## TEXT SHOWN
━━━━━━━━━━━━━━━━━━━━━━━━━━━━━━

Back to fundamental biomechanics this month with an overview of the original paper by Dr. Kevin Kirby addressing the medial heel skive technique. While this is an old paper by today’s standards, its principles and explanations are still important to modern-day orthotic design and manufacture. Whether you prescribe Kirby skives on a regular basis or you are new to this practice, a recap of the original paper is worthwhile of your CPD time.

 

The Medial Heel Skive Technique: Improving Pronation Control in Foot Orthoses

Kirby, K.  (1992)

Journal of the American Podiatric Medical Association 82(4) pp 177-188

 

Overview:

Kirby points out that to reduce the pronated position of the subtalar joint (STJ) during weightbearing, a supinatory moment must be exerted by the orthotic. While medial rearfoot wedging helps to achieve this in many cases, it is often not enough for severely pronated feet or those with a medially deviated subtalar joint axis.  The medial heel skive “is based on the idea of inverted heel foot braces used by Whitman and Roberts in the early 1900s and results in an actual increased amount of varus wedging within the heel cup of the orthosis. The increased varus wedging in the orthosis heel cup causes an increased orthosis reactive force on the medial aspect of the plantar heel, which results in increased supination moment across the subtalar joint axis during weightbearing activities”.

 

What it all means:

Dr. Kirby proposes the medial heel skive technique, commonly referred to as the “Kirby Skive”, as a method for increasing the supination moment of an orthotic.

 

Key points:

  • Force exerted by the ground on the plantar structures of the foot is called ground reactive force (GRF), which acts vertically upwards.

 

  • Forces acting at the interface between the orthotic and the foot are called an orthosis reactive force (ORF).

 

  • Any GRF or ORF which acts medial to the STJ causes a supination moment.

 

  • Any GRF or ORF which acts lateral to the STJ causes a pronation moment.

 

  • The position of the STJ axis will affect this. For more information CLICK HERE.

 

  • The more medially deviated the subtalar joint axis, the greater the magnitude of pronation moment acting upon that foot during weightbearing activities.

━━━━━━━━━━━━━━━━━━━━━━━━━━━━━━

## AVAILABLE DATA
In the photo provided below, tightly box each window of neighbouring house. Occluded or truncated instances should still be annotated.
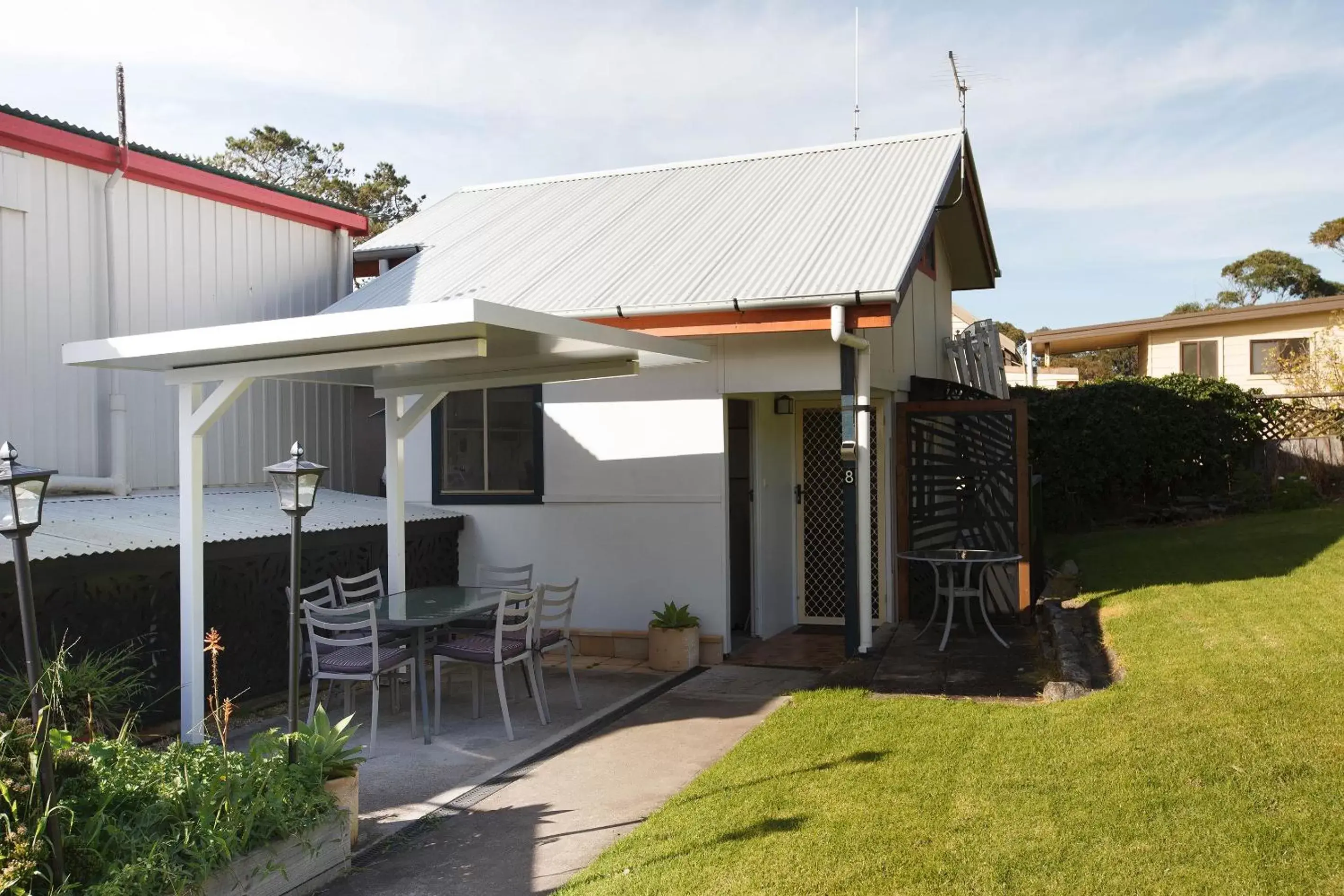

━━━━━━━━━━━━━━━━━━━━━━━━━━━━━━

## ASSIGNED TASK 1
From the Kirby skive overview, reproduce word for word the passage between "Dr. Kirby proposes" and "acts vertically upwards.", inclusive.
## ASSIGNED TASK 2
List every abbreviation that the Kirby skive overview spells out in full, with the full form of each.

## EXERCISE ANSWER 1
Dr. Kirby proposes the medial heel skive technique, commonly referred to as the “Kirby Skive”, as a method for increasing the supination moment of an orthotic.

 

Key points:

  • Force exerted by the ground on the plantar structures of the foot is called ground reactive force (GRF), which acts vertically upwards.

## EXERCISE ANSWER 2
STJ: subtalar joint
GRF: ground reactive force
ORF: orthosis reactive force